▶ [Extrait retenu]:
++++

République et canton de Genève

Grand Conseil

PL 7671
4. Projet de loi du Conseil d'Etat ouvrant un crédit de construction pour l'adaptation du traitement des fumées de l'usine des Cheneviers aux normes de l'ordonnance fédérale sur la protection de l'air (OPair état 1er janvier 1992). ( )PL7671

LE GRAND CONSEIL

Décrète ce qui suit:

Article 1

1 Un crédit de construction de 36 750 000 F (hors TVA et avec renchérissement) est ouvert au Conseil d'Etat pour la réalisation de l'adaptation du traitement des fumées de l'usine des Cheneviers aux normes de l'OPair 1992.

2 Il se décompose de la manière suivante:

  · travaux électromécaniques  28 000 000 F

  · travaux de bâtiments - génie civil  3 000 000 F

  · honoraires, essais, analyse  4 000 000 F

  · attribution au fonds de décoration  350 000 F

  · renchérissement  1 400 000 F

______________

 36 750 000 F

Art. 2

Ce crédit est réparti en tranches annuelles inscrites au budget d'investissement dès 1998 sous la rubrique 69.70.00.541.38.

Art. 3

Les charges financières en intérêts et en amortissement du crédit sont couvertes par une adaptation des taxes de traitement des déchets.

Art. 4

L'investissement est amorti chaque année sous la forme d'une annuité constante qui est portée au compte de fonctionnement.

Art. 5

L'ensemble des travaux résultant de la réalisation prévue à l'article 1 est décrété d'utilité publique, au sens de l'article 3, alinéa 1, lettre a, de la loi sur l'expropriation pour cause d'utilité publique.

Art. 6

La présente loi est soumise aux dispositions de la loi sur la gestion administrative et financière de l'Etat de Genève, du 7 octobre 1993.

++++

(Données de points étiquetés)
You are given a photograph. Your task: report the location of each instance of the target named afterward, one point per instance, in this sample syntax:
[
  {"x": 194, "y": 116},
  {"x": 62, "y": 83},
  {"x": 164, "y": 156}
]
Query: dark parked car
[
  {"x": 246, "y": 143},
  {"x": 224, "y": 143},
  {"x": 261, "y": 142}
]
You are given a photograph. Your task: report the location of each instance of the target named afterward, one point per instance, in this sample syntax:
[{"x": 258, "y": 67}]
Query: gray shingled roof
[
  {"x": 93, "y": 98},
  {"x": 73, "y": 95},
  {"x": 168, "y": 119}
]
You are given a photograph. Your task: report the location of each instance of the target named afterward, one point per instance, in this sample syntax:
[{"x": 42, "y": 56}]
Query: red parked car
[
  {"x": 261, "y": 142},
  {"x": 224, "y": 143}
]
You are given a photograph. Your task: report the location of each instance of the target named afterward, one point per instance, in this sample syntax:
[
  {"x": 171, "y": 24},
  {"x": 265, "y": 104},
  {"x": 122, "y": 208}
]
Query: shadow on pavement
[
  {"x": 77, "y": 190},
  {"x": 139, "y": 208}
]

++++

▶ [Consigne]: Dans le projet de loi sur l'usine des Cheneviers, pourquoi le crédit de construction de l'article 1 est-il ouvert au Conseil d'Etat ? Répondez en une à trois phrases. Ces données n'ont aucun lien avec le projet de loi.

▶ [Réponse rédigée]: Le crédit de 36 750 000 F est ouvert pour réaliser l'adaptation du traitement des fumées de l'usine des Cheneviers. Cette adaptation vise à mettre l'installation en conformité avec les normes de l'ordonnance fédérale sur la protection de l'air (OPair), dans son état au 1er janvier 1992.